§ Exercise brief:
According to the article on helping people live independently at home, how many people in the UK dedicate their time to caring for their loved ones?

§ Text segment:
*** Block opens ***
Gavin Bashar, UK Managing Director of market-leading provider of Connected Care and Health solutions Tunstall Healthcare, advises ways that carers can help those they care for live independently for longer.

According to research released by Carers UK, over 6.5 million people in the UK dedicate their time to caring for their loved ones.

For many older people, or those unable to physically care for themselves, independence means being able to stay in their own homes, however this can sometimes have a detrimental impact on the mental and physical health of their carer.

With the help of technology, medical advice and support from loved ones, caring for someone at home doesn’t have to be such a mammoth task.

Prepare the home

Telecare and telehealth have a vital role to play in supporting carers and the people they care for. Telecare is a system of wireless sensors placed around the home, which immediately detect risks such as fires, floods and falls. As soon as any risk is detected by one of the sensors, an alert is sent to a telecare monitoring centre via a central Lifeline home unit using the phone line or mobile network. Users can also wear a pendant device around their neck or on their wrist, which enables them to request help 24 hours a day, 365 days a year from anywhere in their home. Alerts are received at a specialist monitoring centre where trained operators can talk to the user via the Lifeline and send an appropriate response, such as a family member, keyholder or emergency services. These connected communication systems can also be used to alert a carer in the home directly via a pager, or during the night by a vibrating pad under the pillow. 

“For carers, telecare offers round the clock reassurance and can give the opportunity to have some well-deserved ‘me’ time, leaving them safe in the knowledge that the person they’re caring for has a means of calling for help when they’re elsewhere in the property or away from home.

Telecare works best when implemented alongside carer support, so it isn’t intended to replace vital human interaction. It does, however, aid carers struggling to manage the emotional and physical needs of their loved ones.”

Old lady in wheelchair - Top tips to help someone live independently

Emergency contacts and procedures

“For older people living independently, it’s important to be prepared because in the event of a fall or medical emergency, every second counts. Make sure there is a log of all required medicine, allergies and emergency contact details at an accessible place in the home. It’s important to have a rota of people checking in on the house and leave a key in a key safe, so they can gain entry in the case of an emergency. It’s also a good idea to ensure the key isn’t left in the lock inside the door, preventing access from outside.
*** Block closes ***
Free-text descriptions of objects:
*** Block opens ***
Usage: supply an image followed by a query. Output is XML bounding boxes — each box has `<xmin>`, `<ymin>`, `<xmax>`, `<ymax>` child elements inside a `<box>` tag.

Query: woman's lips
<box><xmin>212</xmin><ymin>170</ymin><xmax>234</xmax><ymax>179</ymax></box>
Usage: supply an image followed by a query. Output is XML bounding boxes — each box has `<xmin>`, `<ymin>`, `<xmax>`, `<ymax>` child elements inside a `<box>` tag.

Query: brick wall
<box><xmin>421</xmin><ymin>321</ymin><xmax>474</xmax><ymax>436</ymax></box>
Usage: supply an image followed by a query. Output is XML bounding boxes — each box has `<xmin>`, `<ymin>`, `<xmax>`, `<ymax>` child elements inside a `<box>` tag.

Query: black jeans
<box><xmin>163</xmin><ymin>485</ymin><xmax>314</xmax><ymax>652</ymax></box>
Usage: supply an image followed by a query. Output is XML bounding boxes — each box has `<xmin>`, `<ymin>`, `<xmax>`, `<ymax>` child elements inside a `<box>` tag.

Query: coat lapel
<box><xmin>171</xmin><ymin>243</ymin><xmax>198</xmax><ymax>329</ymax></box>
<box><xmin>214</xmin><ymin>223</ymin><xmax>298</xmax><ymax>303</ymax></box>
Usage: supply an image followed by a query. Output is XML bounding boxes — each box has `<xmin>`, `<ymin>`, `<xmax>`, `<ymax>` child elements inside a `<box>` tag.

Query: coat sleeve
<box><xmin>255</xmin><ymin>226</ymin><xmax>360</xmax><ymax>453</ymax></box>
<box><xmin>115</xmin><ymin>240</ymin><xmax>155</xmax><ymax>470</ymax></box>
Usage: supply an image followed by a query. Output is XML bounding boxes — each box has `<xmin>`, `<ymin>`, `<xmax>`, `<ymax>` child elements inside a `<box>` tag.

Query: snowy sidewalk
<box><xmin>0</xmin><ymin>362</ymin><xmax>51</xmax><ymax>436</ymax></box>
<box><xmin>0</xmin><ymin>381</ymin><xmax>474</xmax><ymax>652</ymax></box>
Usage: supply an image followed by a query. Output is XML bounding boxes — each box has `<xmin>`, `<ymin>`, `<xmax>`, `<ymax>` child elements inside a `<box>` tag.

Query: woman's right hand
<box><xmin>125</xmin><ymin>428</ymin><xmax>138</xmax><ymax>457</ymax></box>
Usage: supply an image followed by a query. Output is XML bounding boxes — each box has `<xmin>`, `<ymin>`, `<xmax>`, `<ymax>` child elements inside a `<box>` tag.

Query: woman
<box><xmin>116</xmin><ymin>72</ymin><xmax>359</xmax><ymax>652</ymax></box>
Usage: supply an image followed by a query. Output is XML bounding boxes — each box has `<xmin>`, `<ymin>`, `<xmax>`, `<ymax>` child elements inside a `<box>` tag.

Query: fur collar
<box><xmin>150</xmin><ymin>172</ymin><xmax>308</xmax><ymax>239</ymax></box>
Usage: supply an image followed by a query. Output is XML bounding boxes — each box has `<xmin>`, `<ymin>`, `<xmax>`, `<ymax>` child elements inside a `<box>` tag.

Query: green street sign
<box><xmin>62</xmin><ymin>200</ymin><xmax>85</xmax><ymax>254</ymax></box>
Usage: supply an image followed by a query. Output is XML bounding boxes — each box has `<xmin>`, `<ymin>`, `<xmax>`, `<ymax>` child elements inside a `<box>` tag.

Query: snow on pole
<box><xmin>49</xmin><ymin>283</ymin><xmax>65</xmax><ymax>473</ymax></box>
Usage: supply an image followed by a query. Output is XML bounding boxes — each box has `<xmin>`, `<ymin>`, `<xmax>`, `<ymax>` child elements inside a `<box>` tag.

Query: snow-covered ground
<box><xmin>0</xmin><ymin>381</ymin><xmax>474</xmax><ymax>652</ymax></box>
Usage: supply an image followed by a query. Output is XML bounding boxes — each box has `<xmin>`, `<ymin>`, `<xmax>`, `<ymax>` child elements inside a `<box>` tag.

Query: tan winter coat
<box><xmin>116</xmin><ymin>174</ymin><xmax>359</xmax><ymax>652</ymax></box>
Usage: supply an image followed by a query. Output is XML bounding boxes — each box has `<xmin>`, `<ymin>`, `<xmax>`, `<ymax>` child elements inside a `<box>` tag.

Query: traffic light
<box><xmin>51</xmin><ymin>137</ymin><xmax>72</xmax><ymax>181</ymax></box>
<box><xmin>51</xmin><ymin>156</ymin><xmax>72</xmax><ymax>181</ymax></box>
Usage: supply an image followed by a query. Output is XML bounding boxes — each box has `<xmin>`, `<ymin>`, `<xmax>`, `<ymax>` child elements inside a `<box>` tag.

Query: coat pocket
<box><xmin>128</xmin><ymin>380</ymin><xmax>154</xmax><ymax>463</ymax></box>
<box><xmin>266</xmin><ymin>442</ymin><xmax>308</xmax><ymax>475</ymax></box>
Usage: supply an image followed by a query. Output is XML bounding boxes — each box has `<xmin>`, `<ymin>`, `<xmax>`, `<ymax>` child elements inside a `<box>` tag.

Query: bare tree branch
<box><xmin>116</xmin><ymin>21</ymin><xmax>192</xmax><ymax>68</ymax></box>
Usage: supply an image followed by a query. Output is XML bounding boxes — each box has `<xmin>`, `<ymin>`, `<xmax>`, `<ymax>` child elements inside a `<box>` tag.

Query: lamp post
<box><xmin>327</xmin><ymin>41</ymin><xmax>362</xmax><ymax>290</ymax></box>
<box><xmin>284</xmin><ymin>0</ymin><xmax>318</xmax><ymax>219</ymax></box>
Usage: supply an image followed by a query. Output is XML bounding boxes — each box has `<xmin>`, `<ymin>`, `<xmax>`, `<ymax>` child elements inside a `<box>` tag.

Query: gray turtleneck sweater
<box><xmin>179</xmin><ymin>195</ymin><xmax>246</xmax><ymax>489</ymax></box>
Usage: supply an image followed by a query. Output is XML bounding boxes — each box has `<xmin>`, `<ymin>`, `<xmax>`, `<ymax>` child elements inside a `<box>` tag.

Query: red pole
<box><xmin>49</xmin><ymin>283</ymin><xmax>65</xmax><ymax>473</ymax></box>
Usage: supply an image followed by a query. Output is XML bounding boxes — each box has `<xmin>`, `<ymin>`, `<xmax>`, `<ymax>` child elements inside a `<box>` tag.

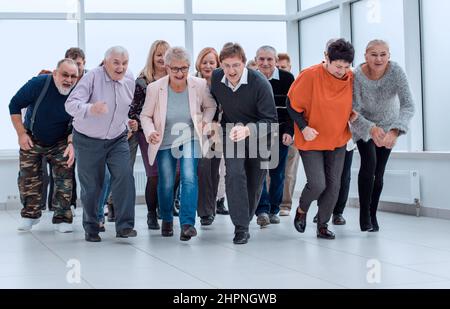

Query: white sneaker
<box><xmin>17</xmin><ymin>218</ymin><xmax>41</xmax><ymax>232</ymax></box>
<box><xmin>56</xmin><ymin>222</ymin><xmax>73</xmax><ymax>233</ymax></box>
<box><xmin>279</xmin><ymin>209</ymin><xmax>291</xmax><ymax>217</ymax></box>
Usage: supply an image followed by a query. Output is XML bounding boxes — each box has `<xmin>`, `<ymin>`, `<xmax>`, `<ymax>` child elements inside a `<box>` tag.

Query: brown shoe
<box><xmin>161</xmin><ymin>221</ymin><xmax>173</xmax><ymax>237</ymax></box>
<box><xmin>180</xmin><ymin>224</ymin><xmax>197</xmax><ymax>241</ymax></box>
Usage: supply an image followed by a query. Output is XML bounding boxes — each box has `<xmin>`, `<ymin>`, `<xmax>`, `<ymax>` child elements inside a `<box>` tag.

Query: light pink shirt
<box><xmin>65</xmin><ymin>66</ymin><xmax>135</xmax><ymax>139</ymax></box>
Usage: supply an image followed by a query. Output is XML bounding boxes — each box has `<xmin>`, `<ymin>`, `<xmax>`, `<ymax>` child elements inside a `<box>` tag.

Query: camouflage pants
<box><xmin>18</xmin><ymin>139</ymin><xmax>74</xmax><ymax>223</ymax></box>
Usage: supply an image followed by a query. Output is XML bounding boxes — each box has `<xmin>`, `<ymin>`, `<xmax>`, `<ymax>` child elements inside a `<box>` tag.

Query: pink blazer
<box><xmin>140</xmin><ymin>76</ymin><xmax>217</xmax><ymax>165</ymax></box>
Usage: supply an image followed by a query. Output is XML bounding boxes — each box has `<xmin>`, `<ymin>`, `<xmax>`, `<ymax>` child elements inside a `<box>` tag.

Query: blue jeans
<box><xmin>255</xmin><ymin>142</ymin><xmax>289</xmax><ymax>215</ymax></box>
<box><xmin>98</xmin><ymin>167</ymin><xmax>111</xmax><ymax>223</ymax></box>
<box><xmin>156</xmin><ymin>141</ymin><xmax>199</xmax><ymax>225</ymax></box>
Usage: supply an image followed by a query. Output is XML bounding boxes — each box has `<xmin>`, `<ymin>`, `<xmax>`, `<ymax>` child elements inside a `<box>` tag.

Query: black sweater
*** Block closes ***
§ Response below:
Over 6.5 million people, according to research released by Carers UK.